▶ ACTIVITIES
• a. Update the PD-1 cancer drug text between "Although the data" and "current targeted drugs.", inclusive, replacing "analysts" with "experts".
• b. In the PD-1 cancer drug text, condense the paragraph that begins "Although the data presented at the meeting" into a shorter version that keeps its main facts.
• c. According to the PD-1 cancer drug text, what is Merck's experimental PD-1 inhibitor called?

▶ EXERCISE TEXT
Many promising studies presented at the 2013 American Society of Clinical Oncology (ASCO) annual meeting involved new cancer drugs that empower the body’s defense system. Although most are still in early testing, the drugs are thought to work by unleashing the immune system to attack cancer cells and could be an alternative to often-debilitating chemotherapy. The new drugs disable a brake on the immune system called the programmed death 1 receptor, or PD-1.
Although the data presented at the meeting were from the earliest state of testing, the drugs were the center of attention in June, with some researchers predicting that cancer treatment had hit a milestone and was about to experience a major shift toward immunotherapy. Some analysts predicted that the drugs could reach market in as early as 2015.
According to the researchers, harnessing the immune system is appealing for several reasons.
- It might be applicable to many different types of cancer.
- It could produce longer-lasting remissions than can be achieved by chemotherapy or the current targeted drugs.
- It might seem more natural and holistic than chemotherapy drugs to some people.
One drug presented was Merck’s experimental PD-1 inhibitor, lambrolizumab, which has been shown promising results in a melanoma trial since January 2012. However, the findings of studies of this and other drugs presented at ASCO should be interpreted with caution. Many other hoped-for miracles have failed to materialize, and this is a conference where drugs that extend lives by only a few weeks are viewed as breakthroughs.

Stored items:
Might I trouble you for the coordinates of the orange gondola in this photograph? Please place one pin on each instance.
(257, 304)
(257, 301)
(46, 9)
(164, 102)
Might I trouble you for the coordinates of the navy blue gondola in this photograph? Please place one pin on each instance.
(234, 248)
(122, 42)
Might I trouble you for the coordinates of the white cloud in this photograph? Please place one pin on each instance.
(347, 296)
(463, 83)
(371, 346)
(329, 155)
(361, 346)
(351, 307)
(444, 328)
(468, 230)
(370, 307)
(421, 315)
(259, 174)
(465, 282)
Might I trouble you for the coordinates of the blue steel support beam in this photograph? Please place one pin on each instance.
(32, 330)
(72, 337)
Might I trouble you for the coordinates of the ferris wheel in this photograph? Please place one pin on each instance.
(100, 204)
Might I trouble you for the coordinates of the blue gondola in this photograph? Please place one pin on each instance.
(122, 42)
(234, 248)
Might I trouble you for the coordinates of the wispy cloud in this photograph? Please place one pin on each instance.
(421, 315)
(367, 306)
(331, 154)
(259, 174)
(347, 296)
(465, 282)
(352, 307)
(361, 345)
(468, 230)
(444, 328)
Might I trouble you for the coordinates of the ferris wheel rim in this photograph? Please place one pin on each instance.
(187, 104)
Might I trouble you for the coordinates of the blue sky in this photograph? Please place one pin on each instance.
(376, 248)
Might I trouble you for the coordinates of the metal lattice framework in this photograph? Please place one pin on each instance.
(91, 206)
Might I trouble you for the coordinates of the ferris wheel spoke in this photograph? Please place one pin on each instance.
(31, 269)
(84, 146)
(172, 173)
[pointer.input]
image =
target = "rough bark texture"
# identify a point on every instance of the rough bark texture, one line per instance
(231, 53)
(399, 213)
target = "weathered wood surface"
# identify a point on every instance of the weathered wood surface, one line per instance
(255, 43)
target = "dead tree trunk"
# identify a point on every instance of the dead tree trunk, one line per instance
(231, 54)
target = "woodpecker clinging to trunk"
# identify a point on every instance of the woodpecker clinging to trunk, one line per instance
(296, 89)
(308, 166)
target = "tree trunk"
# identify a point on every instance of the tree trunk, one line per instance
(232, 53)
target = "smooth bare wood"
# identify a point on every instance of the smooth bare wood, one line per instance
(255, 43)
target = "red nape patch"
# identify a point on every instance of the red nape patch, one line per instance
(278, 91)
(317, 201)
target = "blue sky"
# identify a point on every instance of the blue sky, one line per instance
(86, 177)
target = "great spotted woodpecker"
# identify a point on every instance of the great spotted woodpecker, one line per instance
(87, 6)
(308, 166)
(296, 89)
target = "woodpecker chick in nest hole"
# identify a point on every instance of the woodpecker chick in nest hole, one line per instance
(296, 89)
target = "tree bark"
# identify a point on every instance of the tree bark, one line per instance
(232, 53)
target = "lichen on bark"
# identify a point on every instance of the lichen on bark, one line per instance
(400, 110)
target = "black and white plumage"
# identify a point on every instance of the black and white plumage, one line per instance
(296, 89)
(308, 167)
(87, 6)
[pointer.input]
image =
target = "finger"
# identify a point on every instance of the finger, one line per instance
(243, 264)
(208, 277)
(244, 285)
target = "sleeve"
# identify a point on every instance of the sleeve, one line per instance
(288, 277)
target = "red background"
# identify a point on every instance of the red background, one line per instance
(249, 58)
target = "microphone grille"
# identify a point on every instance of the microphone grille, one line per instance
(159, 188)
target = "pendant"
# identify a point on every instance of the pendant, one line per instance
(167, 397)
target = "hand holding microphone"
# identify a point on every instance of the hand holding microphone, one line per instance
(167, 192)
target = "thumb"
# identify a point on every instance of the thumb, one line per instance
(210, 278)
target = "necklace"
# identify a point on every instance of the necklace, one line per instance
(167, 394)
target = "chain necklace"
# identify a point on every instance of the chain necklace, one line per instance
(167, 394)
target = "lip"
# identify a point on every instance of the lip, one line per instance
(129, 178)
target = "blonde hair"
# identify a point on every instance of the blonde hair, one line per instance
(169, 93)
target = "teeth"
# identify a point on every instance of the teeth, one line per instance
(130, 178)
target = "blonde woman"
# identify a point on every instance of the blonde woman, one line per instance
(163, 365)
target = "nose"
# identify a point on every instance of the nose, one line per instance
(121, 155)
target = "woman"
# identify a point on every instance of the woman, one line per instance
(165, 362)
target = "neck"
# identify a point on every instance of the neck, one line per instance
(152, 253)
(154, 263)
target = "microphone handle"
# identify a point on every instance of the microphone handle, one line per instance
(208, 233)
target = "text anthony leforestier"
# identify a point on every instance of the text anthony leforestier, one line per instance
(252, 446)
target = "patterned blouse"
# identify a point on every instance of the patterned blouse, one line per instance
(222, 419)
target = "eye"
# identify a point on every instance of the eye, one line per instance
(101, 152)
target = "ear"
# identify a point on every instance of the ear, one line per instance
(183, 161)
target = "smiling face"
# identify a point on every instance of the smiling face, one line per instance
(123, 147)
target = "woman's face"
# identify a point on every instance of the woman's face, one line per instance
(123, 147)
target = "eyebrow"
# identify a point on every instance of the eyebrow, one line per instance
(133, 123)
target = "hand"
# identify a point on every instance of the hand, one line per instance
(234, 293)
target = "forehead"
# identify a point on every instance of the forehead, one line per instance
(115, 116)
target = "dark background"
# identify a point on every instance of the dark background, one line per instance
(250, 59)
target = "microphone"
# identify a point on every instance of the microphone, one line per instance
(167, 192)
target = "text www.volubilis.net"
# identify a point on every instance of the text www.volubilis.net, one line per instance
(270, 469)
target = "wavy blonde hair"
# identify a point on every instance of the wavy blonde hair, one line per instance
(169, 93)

▶ OUTPUTS BY TASK
• a.
Although the data presented at the meeting were from the earliest state of testing, the drugs were the center of attention in June, with some researchers predicting that cancer treatment had hit a milestone and was about to experience a major shift toward immunotherapy. Some experts predicted that the drugs could reach market in as early as 2015.
According to the researchers, harnessing the immune system is appealing for several reasons.
- It might be applicable to many different types of cancer.
- It could produce longer-lasting remissions than can be achieved by chemotherapy or the current targeted drugs.

• b. Although the data came only from the earliest stage of testing, the drugs were the center of attention in June. Some researchers predicted a milestone and a major shift toward immunotherapy in cancer treatment. Some analysts expected the drugs to reach market as early as 2015.

• c. Lambrolizumab